- Your goal -
Nothing but the line containing "As part of a basketball court analysis system, find the green" and the lines after it in the entries below should appear, each repeated exactly.

▬▬▬

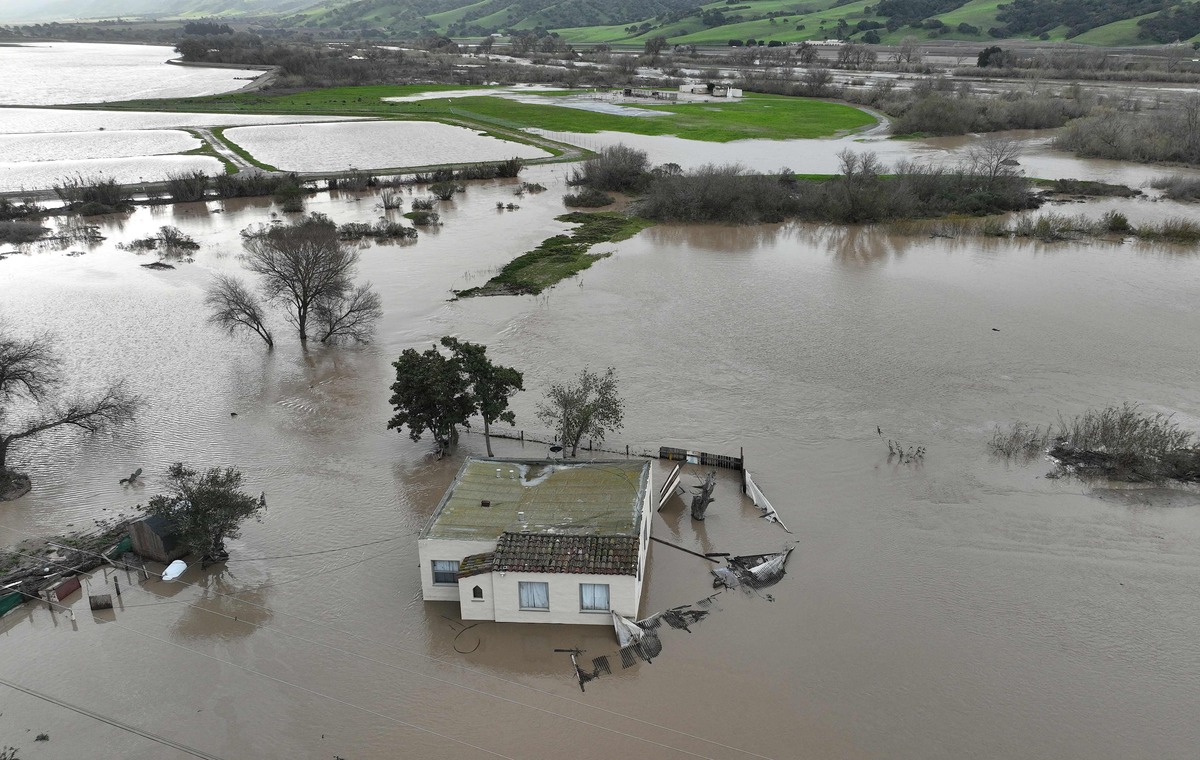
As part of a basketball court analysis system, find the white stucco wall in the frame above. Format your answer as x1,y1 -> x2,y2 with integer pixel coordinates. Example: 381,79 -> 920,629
487,571 -> 639,625
458,573 -> 495,620
417,537 -> 495,601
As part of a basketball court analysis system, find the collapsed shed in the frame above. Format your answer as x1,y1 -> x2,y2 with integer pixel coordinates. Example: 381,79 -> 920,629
129,515 -> 187,564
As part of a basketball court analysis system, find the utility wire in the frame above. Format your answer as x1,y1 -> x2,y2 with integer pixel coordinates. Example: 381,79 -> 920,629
0,677 -> 228,760
107,620 -> 520,760
9,550 -> 725,760
225,533 -> 409,562
0,522 -> 776,760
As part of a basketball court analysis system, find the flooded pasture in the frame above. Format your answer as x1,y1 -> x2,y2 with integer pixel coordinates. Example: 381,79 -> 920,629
0,109 -> 376,192
0,108 -> 366,135
2,156 -> 1200,760
0,129 -> 200,163
0,155 -> 225,193
0,43 -> 266,105
221,121 -> 552,172
540,129 -> 1200,187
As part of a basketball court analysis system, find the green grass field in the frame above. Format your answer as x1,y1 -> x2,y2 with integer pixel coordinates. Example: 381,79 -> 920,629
102,86 -> 877,143
1071,15 -> 1157,46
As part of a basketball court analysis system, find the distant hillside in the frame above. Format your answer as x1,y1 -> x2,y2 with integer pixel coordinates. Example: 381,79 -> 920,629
4,0 -> 1200,45
0,0 -> 312,23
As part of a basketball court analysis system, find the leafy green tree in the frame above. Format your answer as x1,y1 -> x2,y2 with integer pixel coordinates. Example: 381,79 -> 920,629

▬▬▬

- Output of the exercise -
As part of a basketball court analysis system, find the green grass field in the frame above. Format your answer as x1,y1 -> x2,y2 with integer pixel coordinates. Example: 381,79 -> 920,629
102,86 -> 877,143
1071,15 -> 1157,46
As part of a basketball court analysis system, find the distant hillside in the frame above. Format your answer as x1,y1 -> x2,y2 with integer pixel coordinates. Example: 381,79 -> 920,629
4,0 -> 1200,45
0,0 -> 312,23
As part of a basketball court analysis system, find the leafy green tree in the frame above. Format your answer as x1,y1 -> x2,y2 with integer pixel coordinates. Example: 381,79 -> 920,629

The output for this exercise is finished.